# [Exercise objective]
When the data below is printed, every line must match exactly and the images must be absent.

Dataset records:
+ + + +

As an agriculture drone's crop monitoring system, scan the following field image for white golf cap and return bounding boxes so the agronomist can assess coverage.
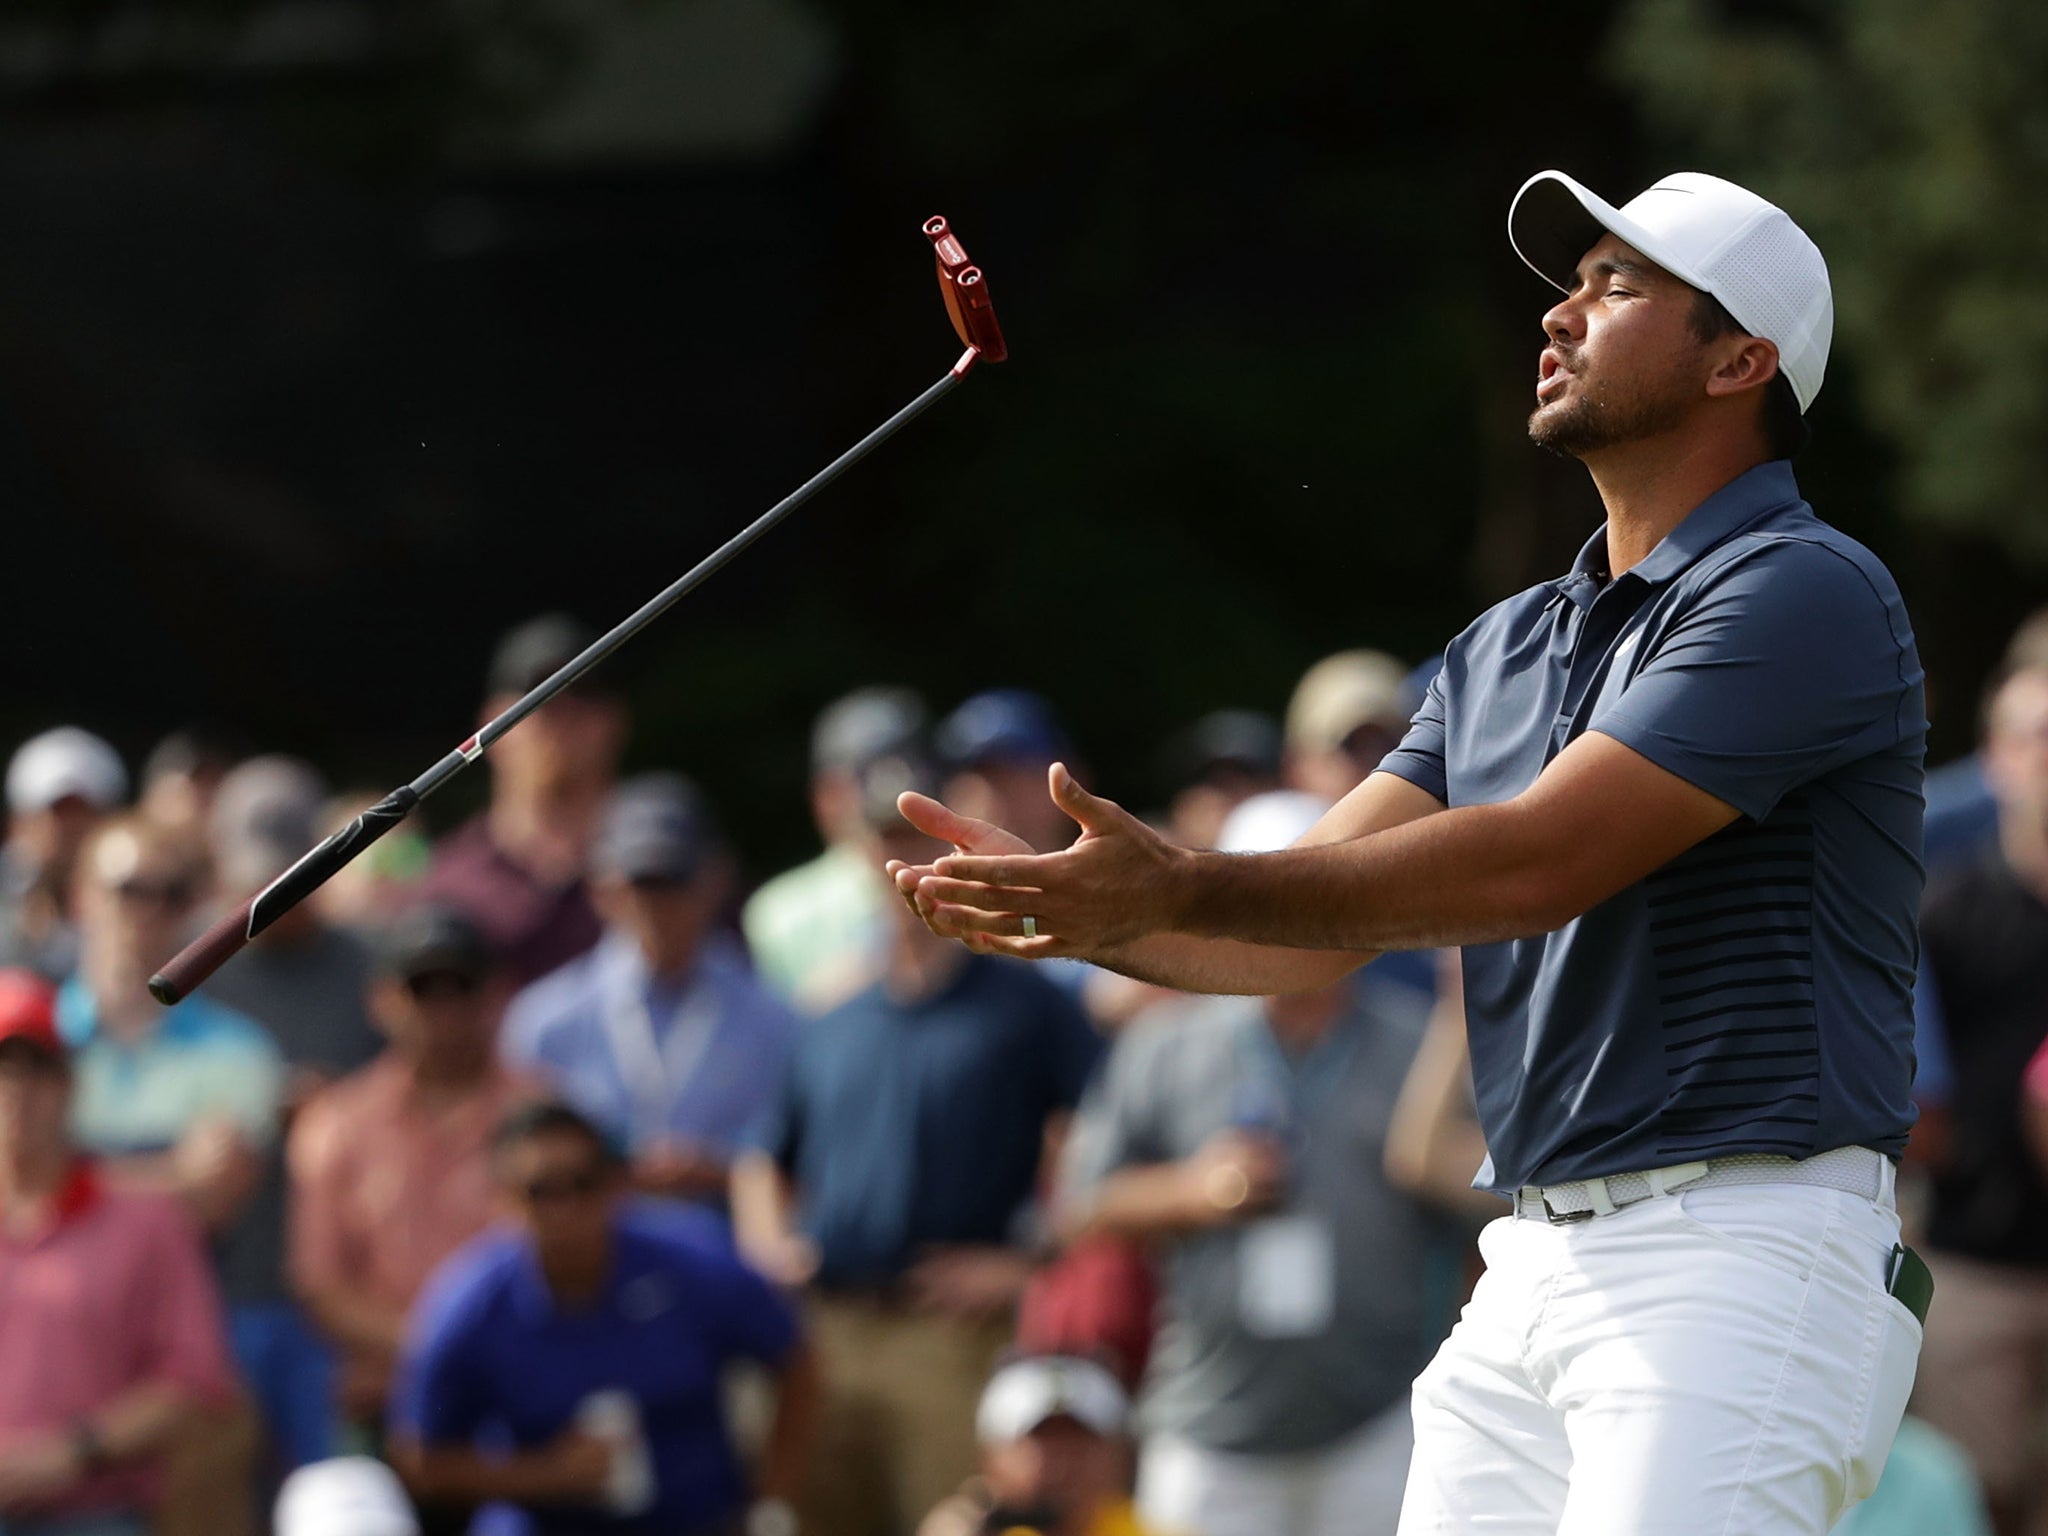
[5,727,128,816]
[1508,170,1833,411]
[275,1457,420,1536]
[976,1356,1131,1443]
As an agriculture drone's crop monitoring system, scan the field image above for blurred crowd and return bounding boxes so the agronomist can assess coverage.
[1,603,2045,1536]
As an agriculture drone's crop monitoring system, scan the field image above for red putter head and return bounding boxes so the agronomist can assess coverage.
[925,216,1009,370]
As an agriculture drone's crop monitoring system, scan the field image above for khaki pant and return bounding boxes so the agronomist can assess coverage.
[1909,1250,2048,1535]
[798,1296,1011,1536]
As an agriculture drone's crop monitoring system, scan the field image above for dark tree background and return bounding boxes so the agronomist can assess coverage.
[0,1,2038,875]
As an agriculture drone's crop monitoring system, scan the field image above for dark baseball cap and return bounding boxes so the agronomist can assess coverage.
[0,969,65,1062]
[486,614,614,700]
[593,774,719,883]
[937,689,1072,770]
[810,687,929,776]
[1161,709,1284,790]
[377,903,496,981]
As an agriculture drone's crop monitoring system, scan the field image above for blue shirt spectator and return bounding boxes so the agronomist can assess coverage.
[504,935,794,1170]
[393,1104,815,1536]
[504,775,795,1206]
[753,954,1100,1286]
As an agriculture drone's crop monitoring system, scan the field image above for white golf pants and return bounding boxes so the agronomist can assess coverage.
[1396,1176,1922,1535]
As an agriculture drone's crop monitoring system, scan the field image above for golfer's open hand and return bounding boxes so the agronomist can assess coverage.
[887,792,1031,954]
[907,763,1192,957]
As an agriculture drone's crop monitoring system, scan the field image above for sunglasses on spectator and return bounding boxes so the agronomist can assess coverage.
[108,877,193,909]
[403,970,484,1001]
[516,1166,608,1205]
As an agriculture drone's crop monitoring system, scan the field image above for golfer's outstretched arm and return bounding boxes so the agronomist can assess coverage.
[896,770,1446,995]
[915,731,1739,962]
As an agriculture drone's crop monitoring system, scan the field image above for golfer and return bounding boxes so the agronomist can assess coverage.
[893,171,1927,1534]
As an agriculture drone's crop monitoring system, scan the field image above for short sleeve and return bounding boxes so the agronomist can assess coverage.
[1590,541,1919,821]
[389,1258,493,1444]
[702,1248,801,1367]
[1376,665,1449,804]
[212,1030,287,1149]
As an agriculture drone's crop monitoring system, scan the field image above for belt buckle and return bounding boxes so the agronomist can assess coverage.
[1541,1195,1593,1225]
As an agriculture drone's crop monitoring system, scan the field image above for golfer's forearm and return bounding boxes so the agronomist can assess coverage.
[1176,801,1569,952]
[1091,933,1366,996]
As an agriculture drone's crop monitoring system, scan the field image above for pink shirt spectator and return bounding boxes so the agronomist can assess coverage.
[0,1165,237,1518]
[2026,1034,2048,1106]
[414,817,602,987]
[289,1057,535,1318]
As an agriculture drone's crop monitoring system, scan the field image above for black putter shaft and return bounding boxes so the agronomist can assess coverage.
[150,357,978,1005]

+ + + +

# [Written answer]
As an agriculture drone's crop monitoring system, scan the following field image for white golf cap and return bounding boxes so the agronomist can assess coverage.
[5,727,128,816]
[1508,170,1833,411]
[275,1457,420,1536]
[976,1356,1131,1443]
As an agriculture drone's crop monitoring system, scan the field image above for blurred crowd and return bounding boxes so the agronomist can assess coverage.
[1,603,2045,1536]
As an agriculture drone's crop monitoring system, scan the field image above for red putter head and return bounding boxes so the agronomist can assess coverage.
[925,216,1009,370]
As an agriculture drone's crop monitoring system, scan the field image above for khaki pant and return bounding boxes so the agronomist can assess coverage.
[1909,1250,2048,1535]
[798,1296,1011,1536]
As an agriculture drone's crop monitoring system, scan the field image above for dark tree background and return bounding boxes so the agronomist can assess coverage.
[0,1,2038,875]
As an agriculture drone's crop monitoring system, scan the field image above for dark baseball cap and return bounding boxes so the agronomist can assess coverage.
[0,969,65,1062]
[486,614,614,700]
[593,774,719,883]
[937,689,1072,770]
[810,687,929,776]
[1161,709,1284,790]
[377,903,496,981]
As an agriculture drone's crop monitoring system, scan the field image above for blue shirt spectator and return bounding boxes so the agronomist can assess coverage.
[504,935,794,1170]
[393,1104,815,1536]
[504,775,795,1206]
[753,954,1100,1286]
As an agriculture drone's crop monitoring system, scan the field image above for white golf pants and return bounding boxes so the agronomist can assess coverage.
[1396,1176,1922,1535]
As an agriculture drone's crop monitoring system, scan the field image above for golfer's open hand and return bounding boxes so the agronomist can assess coverage.
[887,792,1031,954]
[907,763,1192,957]
As an agriculture drone's crop monitoring system, scan the field image above for sunglasses on spectator and return bounding boxes so the agronomist can assess coverage.
[108,877,193,909]
[403,970,484,1001]
[516,1166,608,1205]
As an agriculture drone's crop monitoring system, scan the field image above for golfer's outstretched arm and return bounding boxes so the agronomist can assess coverage.
[896,770,1446,995]
[915,731,1739,962]
As an agriculture drone's crop monitoring system, scan the field image above for golfer and return bounding boxes so the agronomist can assess coverage.
[893,171,1927,1534]
As an agriculture drone's crop monitoring system, scan the field image above for short sleeve and return bounding boxes so the agronomist can assess coverage.
[1590,541,1919,821]
[389,1258,493,1444]
[702,1248,801,1367]
[1376,665,1449,804]
[212,1030,287,1149]
As an agriculture drone's crop monitoring system, scan the field image above for belt buckle and return bounding boxes so the agronomist can assess coverage.
[1541,1195,1593,1225]
As an agriculture drone's crop monitoring system, scan the field image above for golfer's forearm and return bounding boxes so the agronomist can assess coverage.
[1176,801,1569,952]
[1091,933,1366,996]
As an agriculture drone's crop monitoring system, scan the field image above for pink shirt spectator and return bounding boxes so the agronomist can assess coverage.
[0,1165,237,1518]
[2026,1034,2048,1106]
[414,817,602,987]
[289,1057,535,1318]
As an agriculture drone's crop monitoring system, scan the field image above for black putter shaft and return bounding boxes so the agronomist can assess coverage.
[150,357,978,1005]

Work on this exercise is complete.